- The task
Reproduce every one of the records below exactly, leaving out the pictures.

- Annotation data for object locations
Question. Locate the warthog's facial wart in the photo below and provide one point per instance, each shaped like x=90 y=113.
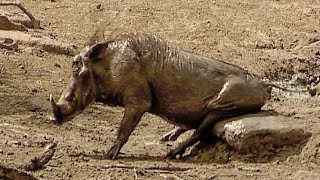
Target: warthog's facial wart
x=79 y=93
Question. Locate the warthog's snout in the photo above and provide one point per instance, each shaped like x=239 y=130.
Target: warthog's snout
x=56 y=116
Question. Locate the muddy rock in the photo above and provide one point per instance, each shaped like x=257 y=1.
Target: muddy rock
x=259 y=132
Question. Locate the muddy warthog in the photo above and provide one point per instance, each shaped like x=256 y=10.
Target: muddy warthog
x=144 y=73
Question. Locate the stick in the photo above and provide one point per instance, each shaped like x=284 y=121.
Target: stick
x=34 y=21
x=150 y=168
x=39 y=162
x=13 y=173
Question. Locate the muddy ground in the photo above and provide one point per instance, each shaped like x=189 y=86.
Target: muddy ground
x=274 y=39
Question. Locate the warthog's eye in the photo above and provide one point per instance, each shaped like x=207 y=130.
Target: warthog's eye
x=76 y=66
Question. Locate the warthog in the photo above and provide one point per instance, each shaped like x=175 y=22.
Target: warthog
x=144 y=73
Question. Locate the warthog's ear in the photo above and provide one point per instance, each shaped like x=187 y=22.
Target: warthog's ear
x=97 y=51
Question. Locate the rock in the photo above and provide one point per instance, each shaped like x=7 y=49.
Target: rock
x=259 y=132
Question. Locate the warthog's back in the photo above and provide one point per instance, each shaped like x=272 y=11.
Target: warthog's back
x=186 y=86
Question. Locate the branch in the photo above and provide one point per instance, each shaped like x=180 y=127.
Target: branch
x=13 y=173
x=150 y=168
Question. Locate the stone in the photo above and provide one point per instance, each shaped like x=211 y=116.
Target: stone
x=253 y=133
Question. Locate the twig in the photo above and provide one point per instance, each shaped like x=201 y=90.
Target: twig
x=149 y=168
x=39 y=162
x=13 y=173
x=170 y=176
x=34 y=21
x=56 y=7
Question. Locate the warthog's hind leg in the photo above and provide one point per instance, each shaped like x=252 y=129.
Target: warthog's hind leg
x=204 y=127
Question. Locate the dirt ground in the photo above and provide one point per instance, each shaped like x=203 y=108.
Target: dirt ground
x=275 y=39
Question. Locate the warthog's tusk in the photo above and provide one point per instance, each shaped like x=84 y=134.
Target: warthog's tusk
x=53 y=103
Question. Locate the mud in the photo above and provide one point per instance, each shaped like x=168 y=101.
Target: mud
x=271 y=39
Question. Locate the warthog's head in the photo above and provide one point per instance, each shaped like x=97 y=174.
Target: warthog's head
x=81 y=89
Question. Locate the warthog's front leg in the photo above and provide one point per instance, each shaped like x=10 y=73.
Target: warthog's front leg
x=174 y=134
x=130 y=120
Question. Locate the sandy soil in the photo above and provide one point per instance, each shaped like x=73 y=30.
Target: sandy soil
x=277 y=39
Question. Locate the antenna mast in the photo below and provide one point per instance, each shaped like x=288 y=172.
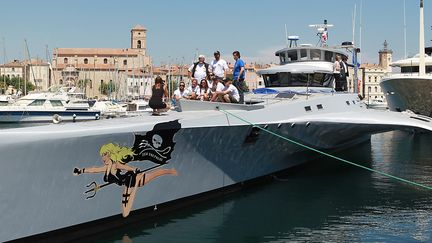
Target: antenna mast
x=322 y=32
x=422 y=68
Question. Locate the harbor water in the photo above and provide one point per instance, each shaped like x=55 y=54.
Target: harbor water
x=322 y=201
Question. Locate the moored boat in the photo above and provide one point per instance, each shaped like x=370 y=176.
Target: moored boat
x=138 y=166
x=46 y=107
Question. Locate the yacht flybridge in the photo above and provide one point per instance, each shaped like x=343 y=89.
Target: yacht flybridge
x=133 y=167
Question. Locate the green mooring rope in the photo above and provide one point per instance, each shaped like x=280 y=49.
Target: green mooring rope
x=326 y=154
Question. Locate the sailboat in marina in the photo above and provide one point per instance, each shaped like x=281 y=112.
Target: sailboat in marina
x=122 y=170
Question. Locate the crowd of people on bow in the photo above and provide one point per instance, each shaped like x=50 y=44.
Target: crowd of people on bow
x=209 y=82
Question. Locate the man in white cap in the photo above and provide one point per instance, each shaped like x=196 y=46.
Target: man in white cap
x=218 y=66
x=199 y=70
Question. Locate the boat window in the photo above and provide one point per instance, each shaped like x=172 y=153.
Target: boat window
x=292 y=55
x=56 y=103
x=315 y=54
x=298 y=80
x=303 y=54
x=282 y=57
x=37 y=103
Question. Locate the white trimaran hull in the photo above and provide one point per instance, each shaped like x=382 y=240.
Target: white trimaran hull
x=208 y=150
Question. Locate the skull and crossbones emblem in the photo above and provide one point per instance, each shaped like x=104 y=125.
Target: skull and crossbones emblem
x=154 y=145
x=157 y=141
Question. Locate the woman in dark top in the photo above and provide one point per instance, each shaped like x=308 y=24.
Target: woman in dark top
x=159 y=90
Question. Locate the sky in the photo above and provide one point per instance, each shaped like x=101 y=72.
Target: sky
x=178 y=30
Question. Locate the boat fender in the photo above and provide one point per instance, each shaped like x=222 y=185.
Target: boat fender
x=57 y=119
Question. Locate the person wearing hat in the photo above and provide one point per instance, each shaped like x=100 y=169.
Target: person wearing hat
x=218 y=67
x=229 y=93
x=199 y=70
x=216 y=89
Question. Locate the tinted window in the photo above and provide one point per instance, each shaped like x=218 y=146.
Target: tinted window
x=292 y=55
x=56 y=103
x=37 y=103
x=298 y=80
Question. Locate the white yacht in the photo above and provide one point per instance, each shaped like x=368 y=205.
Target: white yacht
x=412 y=88
x=71 y=180
x=47 y=107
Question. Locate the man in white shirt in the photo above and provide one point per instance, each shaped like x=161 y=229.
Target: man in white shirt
x=193 y=90
x=229 y=93
x=216 y=89
x=218 y=67
x=200 y=69
x=181 y=92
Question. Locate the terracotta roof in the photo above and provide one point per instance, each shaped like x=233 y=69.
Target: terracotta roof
x=139 y=27
x=14 y=63
x=36 y=62
x=95 y=52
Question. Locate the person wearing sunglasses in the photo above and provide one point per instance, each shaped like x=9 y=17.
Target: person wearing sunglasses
x=181 y=92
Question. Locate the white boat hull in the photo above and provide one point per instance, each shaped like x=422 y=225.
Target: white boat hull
x=208 y=150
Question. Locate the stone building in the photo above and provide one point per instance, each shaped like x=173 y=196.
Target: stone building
x=373 y=73
x=90 y=68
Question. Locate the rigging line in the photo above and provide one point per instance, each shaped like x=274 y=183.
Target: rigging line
x=327 y=154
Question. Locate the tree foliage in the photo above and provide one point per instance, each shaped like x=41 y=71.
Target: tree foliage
x=107 y=88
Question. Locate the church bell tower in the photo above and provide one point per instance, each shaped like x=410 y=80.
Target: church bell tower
x=138 y=38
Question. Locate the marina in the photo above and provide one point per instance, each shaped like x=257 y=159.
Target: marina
x=100 y=144
x=323 y=200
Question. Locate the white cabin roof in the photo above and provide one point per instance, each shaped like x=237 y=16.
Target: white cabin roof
x=412 y=61
x=300 y=67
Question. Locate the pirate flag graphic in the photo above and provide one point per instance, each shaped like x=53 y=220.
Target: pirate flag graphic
x=156 y=145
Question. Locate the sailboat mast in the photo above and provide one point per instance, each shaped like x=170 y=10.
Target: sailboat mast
x=405 y=55
x=422 y=68
x=4 y=63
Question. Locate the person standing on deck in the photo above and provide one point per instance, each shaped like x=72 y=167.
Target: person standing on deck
x=199 y=70
x=239 y=75
x=159 y=90
x=218 y=67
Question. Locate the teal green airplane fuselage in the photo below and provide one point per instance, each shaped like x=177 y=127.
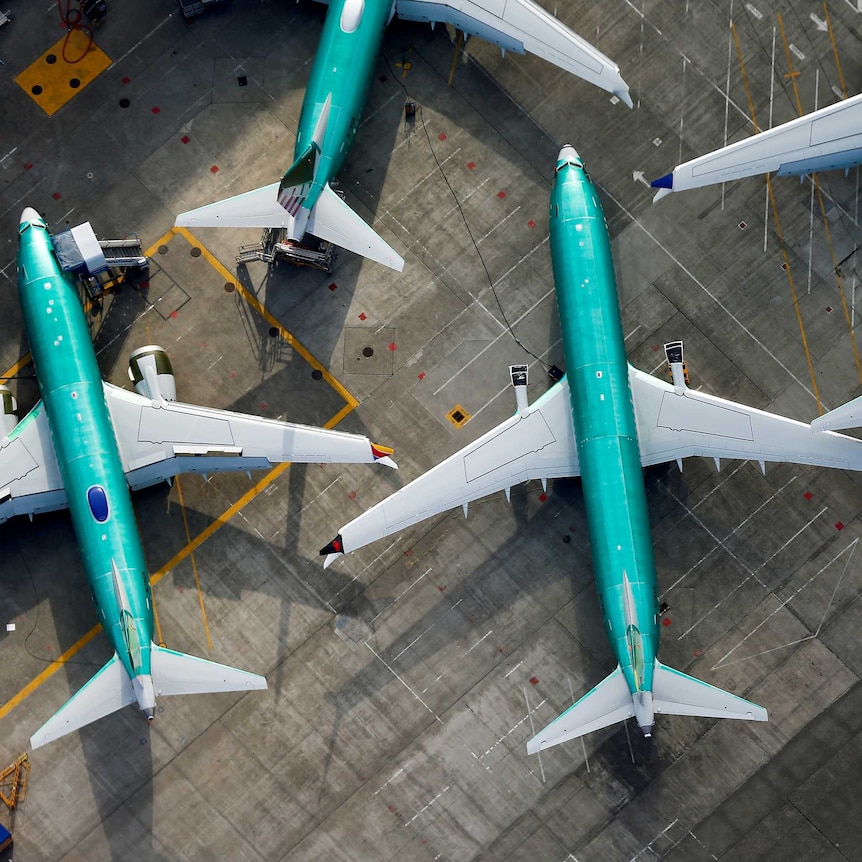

- Correct response
Question. Locate the warthog's facial wart in the photo below and provide one point per instance, each shaped like x=90 y=113.
Target: warthog's facial wart
x=79 y=93
Question. Locate the warthog's snout in the photo above and provide one point per instance, each shaped like x=239 y=130.
Target: warthog's snout
x=56 y=116
Question. Locate the muddy rock in the photo above and provide one point per instance, each shaped like x=257 y=1.
Target: muddy rock
x=259 y=132
Question. Locate the muddy warthog in the photo above and provide one point per instance, each shaped like x=256 y=10.
Target: muddy warthog
x=144 y=73
Question. Locate the stick in the photo above and provide one point per instance, each shaped like x=284 y=121.
Target: stick
x=34 y=21
x=150 y=168
x=39 y=162
x=13 y=173
Question. Locate the muddy ground in the photo above and provide one point per instance, each shaped like x=189 y=86.
Target: muddy ground
x=274 y=39
Question. Locate the warthog's eye in the photo above and provide one point per instance, each shaped like x=207 y=130.
Target: warthog's eye
x=76 y=66
Question. Locate the warthog in the photo above and provide one point per instance, each shaped like x=175 y=22.
Target: warthog
x=144 y=73
Question. Locate the warthog's ear in the photo above and provide one point per instance, each shaped like x=187 y=22.
Target: warthog's ear
x=97 y=51
Question. Locate the rock in the photo above and provide one point per instance, each shaped like x=7 y=49.
Target: rock
x=259 y=132
Question. Locate the warthog's back in the photo above and provide one point per instance, each shaped like x=272 y=11.
Target: warthog's back
x=186 y=86
Question. Locate the branch in the photo above and provide one point per instance, each shaped like x=180 y=127.
Target: branch
x=13 y=173
x=150 y=168
Question. Locate the stone in the photo above and provide one point per instance, each shaped like x=211 y=116.
Target: stone
x=253 y=133
Question. Locate the twig in the photo above and provide one point per instance, each shaped like x=201 y=90.
Target: twig
x=149 y=168
x=39 y=162
x=13 y=173
x=170 y=176
x=34 y=21
x=56 y=7
Question. Locate the warthog's hind leg in the photo above and provide one point per instance, each shaped like x=252 y=129.
Target: warthog's hind leg
x=204 y=127
Question. Locate the dirt ground in the photo above and provide one point per instance, each shaped like x=203 y=108.
Target: dirt ground
x=275 y=39
Question. Locate the warthog's tusk in the photo above and provide one point per instance, each shaped like x=84 y=134.
Target: warthog's tusk
x=53 y=103
Question. Locate the mud in the photo above and provide one point per instance, each shaped like x=168 y=101.
Target: mud
x=271 y=39
Question. Locate the warthog's head in the photo above and provide one point per instance, each shaped like x=97 y=174.
Target: warthog's head
x=81 y=89
Question. Locate the warthog's front leg in the photo above and provide one point per instance, each shaped like x=10 y=73.
Target: warthog's front leg
x=174 y=134
x=130 y=120
Question. Locate the sandy soil in the photo above and provide one point per instance, each shaped like x=73 y=30.
Target: sandy soil
x=277 y=39
Question. Locate the antenna mast in the photo below and provide one point per instance, each shaped like x=288 y=172.
Target: antenna mast
x=322 y=32
x=422 y=68
Question. Locate the harbor water in the photo above and provide one point per instance, each shaped like x=55 y=54.
Target: harbor water
x=322 y=201
Question. Locate the moored boat in the photo above and provide one point per instance, each shaped like x=370 y=176.
Target: moored boat
x=138 y=166
x=46 y=107
Question. Locate the yacht flybridge in the photo above and provide one point per instance, each shaped like x=343 y=89.
Target: yacht flybridge
x=133 y=167
Question. Locate the green mooring rope in the photo above and provide one point per instance, each shaped like x=280 y=49.
Target: green mooring rope
x=326 y=154
Question. Locate the sailboat in marina in the photo above and provide one point per instance, each shaped like x=281 y=112.
Target: sailboat in marina
x=122 y=170
Question. Locate the crowd of people on bow in the photo above and provide one point per instance, each shaped like x=50 y=44.
Target: crowd of people on bow
x=209 y=82
Question. Locate the man in white cap in the photo above and provide one point per instance, each shaped like x=196 y=46.
Target: man in white cap
x=218 y=66
x=199 y=70
Question. Locate the boat window in the photo above and provide one point per instance, each shaped like x=172 y=153.
Target: boat window
x=292 y=55
x=56 y=103
x=315 y=54
x=298 y=80
x=303 y=54
x=282 y=57
x=37 y=103
Question. Locate the white trimaran hull in the photo above and provide one point per instance, each shaped like x=382 y=240.
Target: white trimaran hull
x=208 y=150
Question. Locate the skull and crossbones emblem in the photo above and provide one point per instance, each shaped like x=104 y=125.
Target: skull and crossbones emblem
x=154 y=145
x=157 y=141
Question. Locate the woman in dark top in the photo above and provide one point per instance, each shaped like x=308 y=24.
Target: woman in dark top
x=159 y=90
Question. Locate the sky in the photo above and provide one point per instance, each shaped like x=101 y=72.
Target: sky
x=178 y=30
Question. Locate the boat fender in the photo above and provide one point per instance, each shaped like x=222 y=185.
Target: boat fender
x=57 y=119
Question. Locate the person wearing hat in the photo above and provide one point per instance, each shaped like x=100 y=169.
Target: person wearing hat
x=218 y=67
x=229 y=93
x=199 y=70
x=216 y=89
Question. Locate the tinted window in the photo above and provide one point per instance, each shaped like x=218 y=146.
Target: tinted window
x=292 y=55
x=56 y=103
x=37 y=103
x=298 y=80
Question. Locate the white yacht in the photo above and provide one point per instance, each shaped like x=368 y=205.
Target: white yacht
x=412 y=88
x=71 y=180
x=47 y=107
Question. Locate the man in white shirt in the photo above and provide one point per instance, each shaped like x=161 y=229.
Target: man in white shirt
x=193 y=90
x=229 y=93
x=216 y=89
x=218 y=67
x=200 y=69
x=181 y=92
Question. Locate the terracotta roof in the photo above and provide one point per instance, each shaped like x=233 y=69.
Target: terracotta roof
x=139 y=27
x=14 y=63
x=36 y=62
x=95 y=52
Question. Locate the person wearing sunglasses in the photo above and provide one point per instance, each shaped like x=9 y=17.
Target: person wearing sunglasses
x=181 y=92
Question. Locate the white boat hull in the photo above and provide one point per instance, each shaped like x=422 y=225.
Target: white boat hull
x=208 y=150
Question. Locate the stone building in the photo above and provide one point per instance, each shaped like x=173 y=196.
Target: stone building
x=373 y=73
x=90 y=68
Question. Locate the rigging line in the photo above and provide one point per instance, each shaped like x=274 y=183.
Target: rigging line
x=327 y=154
Question. Locate the tree foliage in the photo above and provide one point per instance, each shaped like x=41 y=71.
Target: tree foliage
x=107 y=88
Question. Locate the church bell tower in the photo above and provide one point per instance, each shaped like x=410 y=80.
Target: church bell tower
x=138 y=38
Question. Locate the marina in the photo above and provide one point per instance, each shaped like x=257 y=159.
Target: marina
x=100 y=144
x=323 y=200
Question. Locate the white cabin roof in the photo above and provide one point per instance, each shaped like x=237 y=16.
Target: white cabin roof
x=412 y=61
x=300 y=67
Question. Locate the pirate flag graphic in the photo above and provide one point per instance, each shaped like x=53 y=220.
Target: pirate flag graphic
x=156 y=145
Question. Locate the sailboat mast in the photo above and provide one point per instance, each shaped like x=170 y=10.
Target: sailboat mast
x=405 y=55
x=422 y=68
x=4 y=63
Question. Locate the person standing on deck in the photo above and provide one point per instance, each shaped like x=72 y=167.
Target: person standing on deck
x=199 y=70
x=239 y=75
x=159 y=90
x=218 y=67
Question. Locate the teal green airplane fuselage in the photo below and provide one point per instance, each shaped like x=177 y=127.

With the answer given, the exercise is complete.